Last year, I ran a series on Los Angeles and how it became the film capital of the world. The series included postings on Santa Monica, Hollywood, Beverly Hills and Downtown LA and a detailed look into Hollywood Boulevard, which is Hollywood's main artery and lnked, in more than just one way, to the birth and the history of American Film.
You can find all articles of that series if you go to archives > 2010 > and search for City of Angels.
What follows is the continuation that series, discussing the hubs of the movie capital: The studios, starting with Columbia.
COLUMBIA:
What today is called the Sunset & Gower studios - located, as the name suggests, on the corner of Sunset Blvd. and Gower Street - used to be the headquarters of Columbia Pictures.
Founded in 1924, Columbia Pictures emerged from the CBC (Cohn-Brandt-Cohn) Film Sales Company, headed by Jack and Harry Cohn and their business partner Joe Brandt, all three having previously worked for Carl Laemmle’s Universal. Setting up shop on Sunset and Gower, Harry became head of the studio, while his brother, Jack, joined by Joe Brandt, operated from New York, pulling the business strings of the infant company. Known as a so-called poverty row studio, Columbia churned out cheap fare, and the films were forgotten as quickly as they were made.
Unlike its rivals at Paramount, United Artists or MGM, Columbia had very few actors and directors under contract, as Cohn preferred to hire them for one-picture deals.
However, in 1927 Harry signed up a young, ambitious director of Italian descent, Frank Capra, whose biggest dream it was to make films, which is why he didn’t mind being paid a mere $1.000 per picture by the miserly Cohn. Cohn soon realised that by hiring the enthusiastic Capra he was tapping into a gold mine, as it turned out that all of Capra's pictures made money, enabling the studio to expand.
In the meantime, ensuing business conflicts between the head-office in New York and the Los Angeles operated studio prompted Joe Brandt to resign which subsequently made Harry Cohn the Olympian figure at Columbia, being the president as well as the studio boss, making brother Jack the studio’s vice-president.
With Capra producing one hit after another, Columbia gained momentum in 1934 when his film It Happened One Night won all five major awards at that year’s Oscar Ceremony, including Best Picture, turning Columbia into a major studio in a snap. But It Happened One Night also won Oscars for its leads, Claudette Colbert and Clark Gable, who were both on loan-out to Columbia, Colbert being under contract to Paramount and Gable coming from MGM, the latter having been lent to Cohn by Louis B. Mayer with the intention to put him in his place, as Gable had grown far too arrogant for Mayer’s liking. And thus, as a means to punish him, Mayer sent Gable “to Siberia”, as Columbia was referred to, hoping that this would teach him a lesson. Little did Mayer suspect, however, that Gable would win the coveted Oscar, returning from Siberia not only with an ego-boost but also with substantial box-office clout, which the shrewd Mayer quickly turned into hard cash.
Even though a lot has been written about Harry Cohn and his shenanigans - his stinginess, and his office which was reportedly modelled after the Duce’s, whom Cohn greatly admired - fact remains that Cohn was a very committed studio boss, known to give those directors whom he trusted a lot of leeway, and it can be said that both actors as well as directors enjoyed a kind of freedom that a larger studio seldom permitted. As Capra himself put it, “A handshake from Cohn is worth more than a signature from most other Hollywood studio bosses”.

**Job A**:
Copy the passage on Columbia Pictures word for word, starting at "Founded in 1924, Columbia" and ending at "for one-picture deals.".

**Records supplied**:
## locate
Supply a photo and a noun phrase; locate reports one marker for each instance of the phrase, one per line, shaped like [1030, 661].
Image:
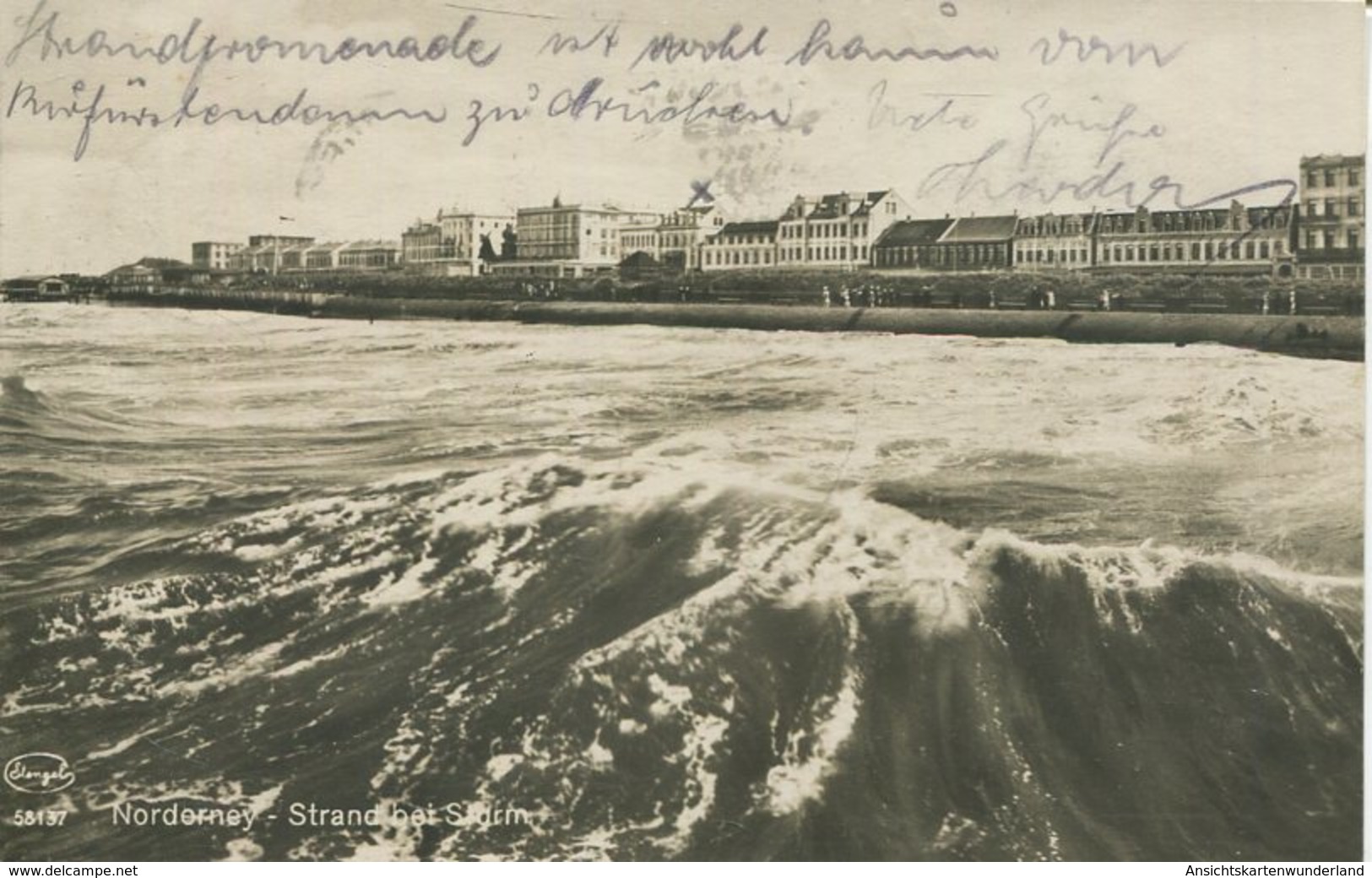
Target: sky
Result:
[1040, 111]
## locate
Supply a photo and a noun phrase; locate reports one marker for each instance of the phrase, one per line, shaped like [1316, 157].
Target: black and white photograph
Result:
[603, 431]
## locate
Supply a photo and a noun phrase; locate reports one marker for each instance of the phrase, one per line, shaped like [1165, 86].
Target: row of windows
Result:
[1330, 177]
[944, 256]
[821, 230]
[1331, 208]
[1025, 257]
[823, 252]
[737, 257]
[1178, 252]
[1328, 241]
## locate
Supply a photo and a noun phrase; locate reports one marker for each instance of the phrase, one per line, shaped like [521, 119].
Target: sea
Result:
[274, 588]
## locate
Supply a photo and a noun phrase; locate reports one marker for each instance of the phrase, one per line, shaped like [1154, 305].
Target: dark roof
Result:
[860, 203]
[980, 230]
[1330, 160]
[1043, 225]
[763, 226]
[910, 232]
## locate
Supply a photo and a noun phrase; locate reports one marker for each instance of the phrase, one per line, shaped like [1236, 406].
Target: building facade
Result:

**Job B**:
How many lines of the entries contain the string "Target"? Case matters, and reply with the number alone.

**Finished answer A**:
Founded in 1924, Columbia Pictures emerged from the CBC (Cohn-Brandt-Cohn) Film Sales Company, headed by Jack and Harry Cohn and their business partner Joe Brandt, all three having previously worked for Carl Laemmle’s Universal. Setting up shop on Sunset and Gower, Harry became head of the studio, while his brother, Jack, joined by Joe Brandt, operated from New York, pulling the business strings of the infant company. Known as a so-called poverty row studio, Columbia churned out cheap fare, and the films were forgotten as quickly as they were made.
Unlike its rivals at Paramount, United Artists or MGM, Columbia had very few actors and directors under contract, as Cohn preferred to hire them for one-picture deals.

**Finished answer B**:
6